→ Zu erledigende Aufgaben:
- A) Nenne alle Nutzernamen, unter denen im Forenthread zum nicht erkannten Razer-Controller Beiträge stehen, jeden nur einmal.
- B) Schreibe aus dem Forenthread zum nicht erkannten Razer-Controller den Abschnitt ab, der bei „Versuchs zu reklamieren“ beginnt und bei „(18. August 2018)“ endet.

→ Vorliegender Text:
##############################

# Razer Controller wird nicht erkannt



## TheMoneyTeam (17. August 2018)

Mir ist mein Razer Wolverine Ultimate Controller runtergefallen und seitdem wird er nicht mehr vom PC erkannt.
Es steht lediglich da: " USB-Gerät wurde nicht erkannt"

Treiber wurden neu installiert und bisher an zwei PCs getestet.
Wenn ich auf den XBOX Button drücke  leuchtet dieser, es kommt aber dann wieder die Fehlermeldung vom Controller.

Ist der komplett kaputt oder kann man da noch irgendwas retten?


----------



## JackA (17. August 2018)

Razer Qualität eben, was sagt Razer selbst dazu?


----------



## doncamill (17. August 2018)

Kann dir mit jedem Hersteller passieren... was immer dieses Markengebashe soll... 

Wenn das Teil noch nicht zu alt ist einfach über die Garantie versuchen.


----------



## _Berge_ (17. August 2018)

Versuchs zu reklamieren

Mit Glück zahlste nur nen obulus

Wenn du Pech hast ist es Lehrgeld

Edit: wtf das Ding kostet stellenweise 180€ o.O


----------



## JackA (18. August 2018)

doncamill schrieb:


> Kann dir mit jedem Hersteller passieren... was immer dieses Markengebashe soll...
> 
> Wenn das Teil noch nicht zu alt ist einfach über die Garantie versuchen.

##############################

→ Auflistung:
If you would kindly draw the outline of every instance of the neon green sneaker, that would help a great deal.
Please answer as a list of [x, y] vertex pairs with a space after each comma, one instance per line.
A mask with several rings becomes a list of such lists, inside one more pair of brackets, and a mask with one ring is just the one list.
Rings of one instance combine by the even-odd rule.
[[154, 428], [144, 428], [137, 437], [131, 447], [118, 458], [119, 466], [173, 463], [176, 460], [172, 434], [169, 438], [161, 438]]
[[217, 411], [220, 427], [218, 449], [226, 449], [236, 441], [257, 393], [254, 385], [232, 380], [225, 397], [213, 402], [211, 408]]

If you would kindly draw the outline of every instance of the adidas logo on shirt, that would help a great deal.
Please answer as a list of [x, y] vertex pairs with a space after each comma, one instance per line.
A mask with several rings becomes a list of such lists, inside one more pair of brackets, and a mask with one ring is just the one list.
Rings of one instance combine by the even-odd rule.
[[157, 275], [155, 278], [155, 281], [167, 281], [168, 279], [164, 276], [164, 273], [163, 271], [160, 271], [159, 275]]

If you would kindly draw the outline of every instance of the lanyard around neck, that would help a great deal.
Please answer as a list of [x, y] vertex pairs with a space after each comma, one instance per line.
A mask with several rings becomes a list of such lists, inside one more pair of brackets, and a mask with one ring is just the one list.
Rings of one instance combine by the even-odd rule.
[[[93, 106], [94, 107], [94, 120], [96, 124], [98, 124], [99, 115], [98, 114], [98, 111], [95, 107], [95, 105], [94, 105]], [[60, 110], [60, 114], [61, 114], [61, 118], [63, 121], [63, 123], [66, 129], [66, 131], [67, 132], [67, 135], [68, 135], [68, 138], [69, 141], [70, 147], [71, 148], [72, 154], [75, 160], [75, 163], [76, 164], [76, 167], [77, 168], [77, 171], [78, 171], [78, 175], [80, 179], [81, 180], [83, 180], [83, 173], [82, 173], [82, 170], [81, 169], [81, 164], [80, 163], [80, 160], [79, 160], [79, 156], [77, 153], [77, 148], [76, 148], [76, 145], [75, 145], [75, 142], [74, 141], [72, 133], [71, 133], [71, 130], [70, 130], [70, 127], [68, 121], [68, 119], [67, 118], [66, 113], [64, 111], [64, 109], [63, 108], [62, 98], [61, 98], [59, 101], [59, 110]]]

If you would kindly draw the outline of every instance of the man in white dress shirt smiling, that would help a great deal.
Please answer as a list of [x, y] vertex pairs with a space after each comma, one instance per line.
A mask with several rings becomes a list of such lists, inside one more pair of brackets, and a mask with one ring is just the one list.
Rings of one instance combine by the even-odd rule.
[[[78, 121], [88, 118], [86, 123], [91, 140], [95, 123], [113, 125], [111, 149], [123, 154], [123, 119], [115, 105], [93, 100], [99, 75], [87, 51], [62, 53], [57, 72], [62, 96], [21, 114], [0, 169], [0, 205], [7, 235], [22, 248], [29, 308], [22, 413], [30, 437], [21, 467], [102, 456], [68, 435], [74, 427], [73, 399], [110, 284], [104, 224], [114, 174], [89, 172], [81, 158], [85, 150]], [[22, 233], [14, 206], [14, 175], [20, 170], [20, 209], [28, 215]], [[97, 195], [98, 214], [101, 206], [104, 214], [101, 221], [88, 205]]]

##############################

→ Antworten je Aufgabe:
- A) TheMoneyTeam, JackA, doncamill, _Berge_

- B)
Versuchs zu reklamieren

Mit Glück zahlste nur nen obulus

Wenn du Pech hast ist es Lehrgeld

Edit: wtf das Ding kostet stellenweise 180€ o.O


----------



## JackA (18. August 2018)